_Records for this task_

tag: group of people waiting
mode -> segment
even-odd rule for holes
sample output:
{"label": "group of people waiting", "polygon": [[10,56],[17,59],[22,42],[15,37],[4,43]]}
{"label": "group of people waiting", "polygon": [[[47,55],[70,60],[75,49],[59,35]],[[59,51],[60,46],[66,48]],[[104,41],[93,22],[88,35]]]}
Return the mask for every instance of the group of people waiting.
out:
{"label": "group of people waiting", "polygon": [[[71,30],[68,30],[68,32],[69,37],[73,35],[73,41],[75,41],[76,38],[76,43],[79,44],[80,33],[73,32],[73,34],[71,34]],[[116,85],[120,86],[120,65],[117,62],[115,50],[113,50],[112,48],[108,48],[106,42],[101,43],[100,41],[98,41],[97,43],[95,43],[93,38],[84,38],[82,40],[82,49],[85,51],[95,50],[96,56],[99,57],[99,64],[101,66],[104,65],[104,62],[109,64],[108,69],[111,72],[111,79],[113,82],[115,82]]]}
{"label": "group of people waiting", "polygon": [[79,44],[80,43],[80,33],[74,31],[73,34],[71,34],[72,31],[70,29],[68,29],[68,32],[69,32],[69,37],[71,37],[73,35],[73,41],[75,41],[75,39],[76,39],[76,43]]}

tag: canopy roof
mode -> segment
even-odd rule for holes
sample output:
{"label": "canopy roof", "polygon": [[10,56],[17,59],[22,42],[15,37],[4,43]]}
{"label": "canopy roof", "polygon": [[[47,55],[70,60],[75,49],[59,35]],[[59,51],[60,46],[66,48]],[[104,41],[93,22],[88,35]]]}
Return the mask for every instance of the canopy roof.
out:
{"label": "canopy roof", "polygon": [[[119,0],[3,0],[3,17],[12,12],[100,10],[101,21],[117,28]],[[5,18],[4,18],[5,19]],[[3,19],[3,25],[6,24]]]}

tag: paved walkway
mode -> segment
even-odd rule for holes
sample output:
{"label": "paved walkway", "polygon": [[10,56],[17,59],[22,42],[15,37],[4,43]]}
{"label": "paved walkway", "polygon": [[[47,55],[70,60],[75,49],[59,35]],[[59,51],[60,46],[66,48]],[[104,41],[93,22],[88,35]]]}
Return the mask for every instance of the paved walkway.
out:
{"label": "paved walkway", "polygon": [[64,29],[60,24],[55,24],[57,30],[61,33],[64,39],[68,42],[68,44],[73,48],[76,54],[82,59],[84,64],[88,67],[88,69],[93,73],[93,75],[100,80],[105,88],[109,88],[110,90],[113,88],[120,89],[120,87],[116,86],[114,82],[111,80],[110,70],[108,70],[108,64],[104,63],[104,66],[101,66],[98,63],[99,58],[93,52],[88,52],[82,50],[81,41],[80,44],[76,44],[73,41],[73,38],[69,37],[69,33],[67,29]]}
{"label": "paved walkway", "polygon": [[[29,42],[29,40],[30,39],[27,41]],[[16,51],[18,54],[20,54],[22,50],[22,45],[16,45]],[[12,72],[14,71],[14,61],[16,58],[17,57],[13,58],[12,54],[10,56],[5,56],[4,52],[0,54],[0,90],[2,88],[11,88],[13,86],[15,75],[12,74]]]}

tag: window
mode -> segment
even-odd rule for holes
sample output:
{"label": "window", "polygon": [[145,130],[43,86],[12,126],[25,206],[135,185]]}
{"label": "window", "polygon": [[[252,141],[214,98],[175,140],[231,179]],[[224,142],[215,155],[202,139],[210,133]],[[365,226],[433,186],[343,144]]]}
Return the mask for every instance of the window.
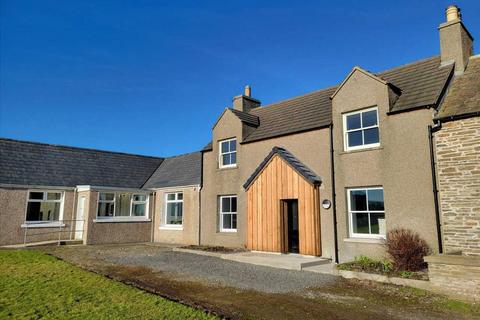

_Problem details_
Pull out every line in the rows above that contains the word "mask", and copy each one unchanged.

_Complete answer_
Return the mask for every instance of the group of people waiting.
Return the mask for every instance of the canopy roof.
Return the mask for every instance of the paved walkway.
Return the mask for every instance of the window.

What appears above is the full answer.